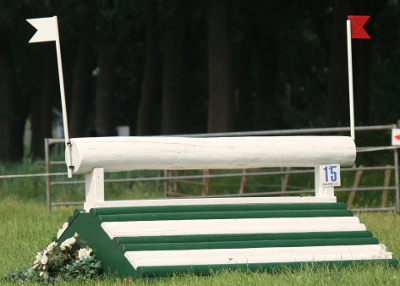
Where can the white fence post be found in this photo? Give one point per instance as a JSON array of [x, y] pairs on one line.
[[94, 186]]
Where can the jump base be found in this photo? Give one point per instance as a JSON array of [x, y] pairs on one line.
[[173, 237]]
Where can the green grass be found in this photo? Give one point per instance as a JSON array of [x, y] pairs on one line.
[[25, 229]]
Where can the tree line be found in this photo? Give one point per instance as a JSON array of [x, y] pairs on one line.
[[176, 67]]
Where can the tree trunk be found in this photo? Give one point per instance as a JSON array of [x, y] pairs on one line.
[[12, 120], [265, 67], [221, 98], [174, 68], [107, 60], [145, 121], [244, 93], [337, 102], [80, 90], [42, 117]]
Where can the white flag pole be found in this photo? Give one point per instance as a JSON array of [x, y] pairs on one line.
[[47, 31], [68, 145], [350, 74]]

## Aim of the task:
Could you reproduce the listing above word for word, leaving out the pictures?

## Solution:
Where can the white fence post be found in this photo? Give one point per instance as a JSON array of [x, y] pairs on one line.
[[94, 186]]
Where can the jump base be found in this photo? Give one point per instance as a JSON array of [x, y] pairs on one line.
[[173, 237]]
Where can the green grass be found in this photo? Give one point per instance as a JSON array of [x, y] pairs on one line.
[[25, 229]]
Where can the tree line be found in this photo? Give one point per instance as a JSON array of [x, y] pairs on one line.
[[176, 67]]
Where can the tree trunk be found in this photo? Give one point per instance as a JSON array of [x, y] pairs on one line.
[[12, 120], [265, 67], [221, 98], [174, 68], [107, 60], [145, 121], [244, 93], [337, 102], [80, 90], [42, 117]]
Where can the white flag pole be found in this photo? Give one point per instance as a JSON array of [x, y] pairs on one line.
[[47, 31], [68, 145], [350, 74]]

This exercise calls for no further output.